THE TASK: Report each line of the entries below that includes "wooden".

MATERIAL FOR THIS TASK:
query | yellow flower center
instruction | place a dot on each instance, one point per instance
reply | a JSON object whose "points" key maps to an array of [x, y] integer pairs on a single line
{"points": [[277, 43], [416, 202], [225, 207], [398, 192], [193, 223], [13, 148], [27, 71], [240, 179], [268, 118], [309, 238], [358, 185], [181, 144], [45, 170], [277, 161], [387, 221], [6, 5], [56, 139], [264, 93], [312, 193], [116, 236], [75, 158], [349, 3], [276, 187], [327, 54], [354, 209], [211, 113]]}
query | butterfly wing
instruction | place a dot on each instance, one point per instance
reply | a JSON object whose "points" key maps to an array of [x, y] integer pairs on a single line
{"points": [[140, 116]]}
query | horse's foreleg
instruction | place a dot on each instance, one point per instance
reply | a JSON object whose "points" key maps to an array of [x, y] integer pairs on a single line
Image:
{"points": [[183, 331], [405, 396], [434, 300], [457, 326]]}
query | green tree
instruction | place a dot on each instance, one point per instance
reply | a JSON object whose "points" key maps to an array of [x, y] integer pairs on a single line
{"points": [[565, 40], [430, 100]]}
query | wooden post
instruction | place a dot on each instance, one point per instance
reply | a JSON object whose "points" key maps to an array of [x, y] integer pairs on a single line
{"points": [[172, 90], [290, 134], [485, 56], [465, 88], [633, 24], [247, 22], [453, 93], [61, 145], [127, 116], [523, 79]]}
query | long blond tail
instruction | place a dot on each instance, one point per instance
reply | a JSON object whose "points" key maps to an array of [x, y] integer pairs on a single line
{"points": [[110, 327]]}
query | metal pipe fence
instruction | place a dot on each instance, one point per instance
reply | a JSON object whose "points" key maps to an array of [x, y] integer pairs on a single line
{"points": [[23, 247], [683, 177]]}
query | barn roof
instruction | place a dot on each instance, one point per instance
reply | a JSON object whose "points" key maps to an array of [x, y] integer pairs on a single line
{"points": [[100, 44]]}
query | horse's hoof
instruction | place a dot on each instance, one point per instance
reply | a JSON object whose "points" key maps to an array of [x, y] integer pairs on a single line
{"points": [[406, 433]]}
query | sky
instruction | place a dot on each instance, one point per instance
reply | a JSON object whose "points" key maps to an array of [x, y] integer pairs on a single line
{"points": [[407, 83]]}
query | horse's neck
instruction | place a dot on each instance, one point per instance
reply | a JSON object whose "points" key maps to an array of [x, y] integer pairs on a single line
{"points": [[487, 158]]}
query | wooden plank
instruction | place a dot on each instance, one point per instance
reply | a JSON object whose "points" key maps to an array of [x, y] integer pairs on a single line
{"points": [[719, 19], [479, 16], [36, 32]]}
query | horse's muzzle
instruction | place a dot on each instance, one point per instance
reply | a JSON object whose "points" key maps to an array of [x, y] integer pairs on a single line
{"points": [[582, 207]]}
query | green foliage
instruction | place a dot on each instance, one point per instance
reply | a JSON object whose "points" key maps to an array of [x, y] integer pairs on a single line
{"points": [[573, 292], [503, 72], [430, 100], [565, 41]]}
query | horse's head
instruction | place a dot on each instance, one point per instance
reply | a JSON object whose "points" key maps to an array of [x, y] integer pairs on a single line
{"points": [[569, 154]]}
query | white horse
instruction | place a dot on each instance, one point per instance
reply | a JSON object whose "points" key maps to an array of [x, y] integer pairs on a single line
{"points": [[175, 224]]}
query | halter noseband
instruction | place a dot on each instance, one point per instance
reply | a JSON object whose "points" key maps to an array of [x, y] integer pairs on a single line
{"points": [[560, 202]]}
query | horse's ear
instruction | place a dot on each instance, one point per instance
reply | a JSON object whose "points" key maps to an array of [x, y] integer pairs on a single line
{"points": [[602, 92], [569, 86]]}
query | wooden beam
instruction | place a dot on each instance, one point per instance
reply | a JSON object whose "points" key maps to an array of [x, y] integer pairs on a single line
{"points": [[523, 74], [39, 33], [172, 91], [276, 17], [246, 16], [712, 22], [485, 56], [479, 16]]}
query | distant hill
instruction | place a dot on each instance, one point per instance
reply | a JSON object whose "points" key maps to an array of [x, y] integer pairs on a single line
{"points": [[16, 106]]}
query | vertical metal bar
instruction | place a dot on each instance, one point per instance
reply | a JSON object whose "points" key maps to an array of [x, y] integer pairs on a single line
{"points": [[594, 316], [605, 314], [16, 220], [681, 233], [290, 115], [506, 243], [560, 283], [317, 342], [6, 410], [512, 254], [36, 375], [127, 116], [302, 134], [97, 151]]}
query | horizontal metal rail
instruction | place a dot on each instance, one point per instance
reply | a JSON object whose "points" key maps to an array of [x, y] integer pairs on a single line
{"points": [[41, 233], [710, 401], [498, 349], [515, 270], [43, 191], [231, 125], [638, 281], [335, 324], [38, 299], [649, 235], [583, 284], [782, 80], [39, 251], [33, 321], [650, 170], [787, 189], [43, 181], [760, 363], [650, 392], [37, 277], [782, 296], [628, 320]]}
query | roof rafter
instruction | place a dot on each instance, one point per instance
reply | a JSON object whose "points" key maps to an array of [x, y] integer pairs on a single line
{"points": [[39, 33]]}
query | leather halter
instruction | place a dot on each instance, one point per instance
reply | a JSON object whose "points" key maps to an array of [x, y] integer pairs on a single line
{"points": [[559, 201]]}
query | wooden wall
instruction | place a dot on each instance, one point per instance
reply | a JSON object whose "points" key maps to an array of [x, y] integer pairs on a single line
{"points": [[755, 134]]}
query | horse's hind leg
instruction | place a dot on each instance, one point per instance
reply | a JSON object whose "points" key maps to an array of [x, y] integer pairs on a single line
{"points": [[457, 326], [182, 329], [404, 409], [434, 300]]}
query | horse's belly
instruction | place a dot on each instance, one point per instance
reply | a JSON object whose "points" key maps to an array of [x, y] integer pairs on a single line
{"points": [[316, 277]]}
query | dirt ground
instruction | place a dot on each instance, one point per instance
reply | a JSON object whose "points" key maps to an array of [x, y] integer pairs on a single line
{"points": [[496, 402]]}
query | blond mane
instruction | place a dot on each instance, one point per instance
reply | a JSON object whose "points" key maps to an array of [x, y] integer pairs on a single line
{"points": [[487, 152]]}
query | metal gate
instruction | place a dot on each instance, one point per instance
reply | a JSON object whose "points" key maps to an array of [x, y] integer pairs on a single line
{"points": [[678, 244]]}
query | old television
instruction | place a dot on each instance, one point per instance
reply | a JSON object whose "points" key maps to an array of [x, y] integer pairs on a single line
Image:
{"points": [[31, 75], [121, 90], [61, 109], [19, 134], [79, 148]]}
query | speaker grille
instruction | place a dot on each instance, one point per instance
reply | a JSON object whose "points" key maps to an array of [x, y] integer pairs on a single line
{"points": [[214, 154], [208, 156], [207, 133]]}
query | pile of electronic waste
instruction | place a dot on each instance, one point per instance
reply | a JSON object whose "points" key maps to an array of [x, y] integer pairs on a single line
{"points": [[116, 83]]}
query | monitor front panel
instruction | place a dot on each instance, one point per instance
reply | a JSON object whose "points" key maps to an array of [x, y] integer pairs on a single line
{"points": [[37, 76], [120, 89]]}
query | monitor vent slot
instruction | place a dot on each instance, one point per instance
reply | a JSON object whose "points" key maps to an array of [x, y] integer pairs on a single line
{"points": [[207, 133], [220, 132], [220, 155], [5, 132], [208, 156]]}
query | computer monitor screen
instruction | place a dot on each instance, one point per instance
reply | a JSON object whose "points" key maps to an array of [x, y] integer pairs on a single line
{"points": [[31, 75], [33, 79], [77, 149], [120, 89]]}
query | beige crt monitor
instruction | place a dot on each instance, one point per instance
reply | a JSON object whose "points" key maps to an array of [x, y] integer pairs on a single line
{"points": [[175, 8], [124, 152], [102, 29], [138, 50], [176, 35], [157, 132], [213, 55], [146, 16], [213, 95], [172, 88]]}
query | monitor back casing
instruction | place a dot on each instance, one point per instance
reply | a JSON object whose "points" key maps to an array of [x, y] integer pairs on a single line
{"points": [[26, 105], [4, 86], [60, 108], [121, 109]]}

SOLVED EXERCISE:
query | wooden post
query | wooden plank
query | wooden beam
query | wooden wall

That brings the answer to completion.